_WHAT IS EXPECTED_: Once you have checked each line below, report only the number of lines that contain the word "bare".

◆ ◆ ◆ ◆ ◆

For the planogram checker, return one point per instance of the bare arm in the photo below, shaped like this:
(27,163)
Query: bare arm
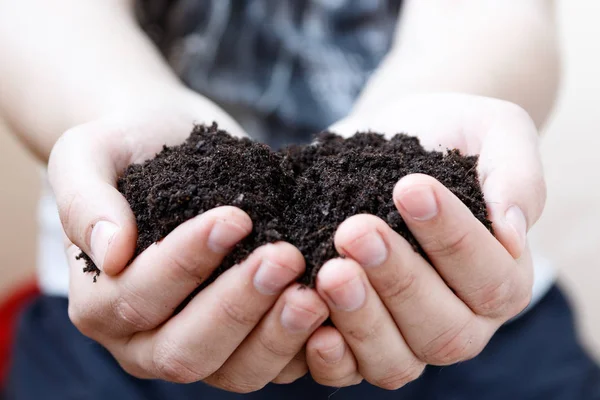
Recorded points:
(500,49)
(66,62)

◆ ◆ ◆ ◆ ◆

_PROBLEM SOLUTION_: 2